Merchant Ships and Planes Needed to Support the World's Eight Billion


Escalating climate change pressures are strangling capital flows for oil and gas producers, driving up the price of gasoline, electricity, and home heating and cooling. World leaders and the Environmental, Social and Governance (ESG) movement that are setting policies to rid the world of fossil fuels, have short memories of petrochemical products and human ingenuity being the reasons for the world populating from 1 to 8 billion in less than two hundred years.

In the 1700’s, before fossil fuel driven ships, Ben Franklin made eight voyages via sailboat across the Atlantic Ocean, between the Colonies and Europe that each took as long as three to four months to complete a one-way voyage.

Today, we have the fuels to move the heavy-weight, and long-range needs of more than 50,000 merchant ships and more than 50,000 jets. We also have the manufactured fuels for the vehicle population dominated by truck registrations, and the military and space programs, which are needed to support the worldwide efforts to feed those eight billion on this earth.

• Given records:
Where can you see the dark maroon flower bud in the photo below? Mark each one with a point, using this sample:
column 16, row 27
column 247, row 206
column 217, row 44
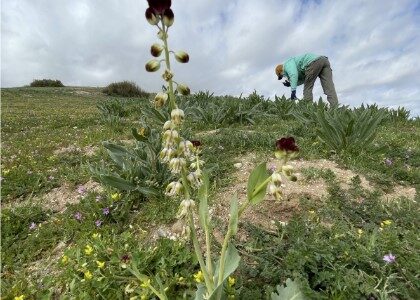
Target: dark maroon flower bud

• Task list:
1. In the text on merchant ships and planes, translate this sentence into Spanish: "Today, we have the fuels to move the heavy-weight, and long-range needs of more than 50,000 merchant ships and more than 50,000 jets."
2. According to the text on merchant ships and planes, how many sailboat voyages did Ben Franklin make across the Atlantic Ocean?

• Outputs for the tasks:
1. Hoy tenemos los combustibles para mover las necesidades de gran peso y de largo alcance de más de 50.000 buques mercantes y más de 50.000 aviones a reacción.

2. Eight.